• EXCERPTED PASSAGE:
*****

Mo’ money mo’ problems: competition for investment sales product pushes out local players

But office leasing limps along, forcing higher tenant incentives, experts say

From left: Lo Russo, Elder, Bernstein and Bloomberg Tower
From left: Lo Russo, Elder, Bernstein and Bloomberg Tower

A glance at commercial real estate in 2013 reveals two prominent themes: sluggish office leasing and a booming investment sales market. Each come with their own concerns for real estate pros: on the one hand, landlords are offering costlier incentives to lure office tenants, while in the sales market, buyers compete with hundreds of rivals, many of them from overseas, for scarce inventory. Both subjects were the focus of a panel discussion held earlier today.

The REIT-Fund-Family Commercial Office Panel, presented today by the Real Estate Strategies Alliance at the Bloomberg LP headquarters at 731 Lexington Avenue, gathered together Bill Elder, a president at RXR Realty; Ron Lo Russo, vice president of leasing at Vornado Realty Trust and Alex Bernstein, director of acquisitions at Bernstein Real Estate.

With office space sitting on the market in Midtown and Downtown, Midtown South continues to flourish. Indeed, even hedge funds — which have historically chosen strictly trophy Midtown spaces as headquarters — are now looking to lease at the Starrett-Lehigh building, in Chelsea, according to Elder of RXR, which owns the building.

*****

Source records
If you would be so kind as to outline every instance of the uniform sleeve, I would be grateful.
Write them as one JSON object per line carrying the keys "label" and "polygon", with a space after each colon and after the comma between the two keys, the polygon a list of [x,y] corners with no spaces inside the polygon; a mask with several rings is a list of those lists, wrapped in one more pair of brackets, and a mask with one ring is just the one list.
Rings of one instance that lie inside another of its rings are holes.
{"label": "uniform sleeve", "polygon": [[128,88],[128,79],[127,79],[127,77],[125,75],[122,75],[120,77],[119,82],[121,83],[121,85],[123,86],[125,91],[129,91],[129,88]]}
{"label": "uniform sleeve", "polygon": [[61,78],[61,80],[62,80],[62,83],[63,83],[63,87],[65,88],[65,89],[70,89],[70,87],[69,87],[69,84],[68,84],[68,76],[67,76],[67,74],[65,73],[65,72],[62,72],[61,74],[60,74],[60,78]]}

*****

• EXERCISE 1: From the article on commercial real estate, list each panelist named with their title and company.
• EXERCISE 2:
Using the article on commercial real estate, decide whether each statement agrees with it, and back each yes or no with the deciding words.
(a) The panel took place at the Bloomberg LP headquarters on Lexington Avenue.
(b) Vornado Realty Trust owns the Starrett-Lehigh building.
(c) Ron Lo Russo directs acquisitions at his firm.
• EXERCISE 3: Please reproduce the passage from the article on commercial real estate, starting at "Mo’ money mo’" and ending at "held earlier today.".

• EXERCISE SOLUTION 1:
- Bill Elder, a president at RXR Realty
- Ron Lo Russo, vice president of leasing at Vornado Realty Trust
- Alex Bernstein, director of acquisitions at Bernstein Real Estate

• EXERCISE SOLUTION 2:
(a) Yes: "at the Bloomberg LP headquarters at 731 Lexington Avenue"
(b) No: "according to Elder of RXR, which owns the building"
(c) No: "Ron Lo Russo, vice president of leasing at Vornado Realty Trust"

• EXERCISE SOLUTION 3:
Mo’ money mo’ problems: competition for investment sales product pushes out local players

But office leasing limps along, forcing higher tenant incentives, experts say

From left: Lo Russo, Elder, Bernstein and Bloomberg Tower
From left: Lo Russo, Elder, Bernstein and Bloomberg Tower

A glance at commercial real estate in 2013 reveals two prominent themes: sluggish office leasing and a booming investment sales market. Each come with their own concerns for real estate pros: on the one hand, landlords are offering costlier incentives to lure office tenants, while in the sales market, buyers compete with hundreds of rivals, many of them from overseas, for scarce inventory. Both subjects were the focus of a panel discussion held earlier today.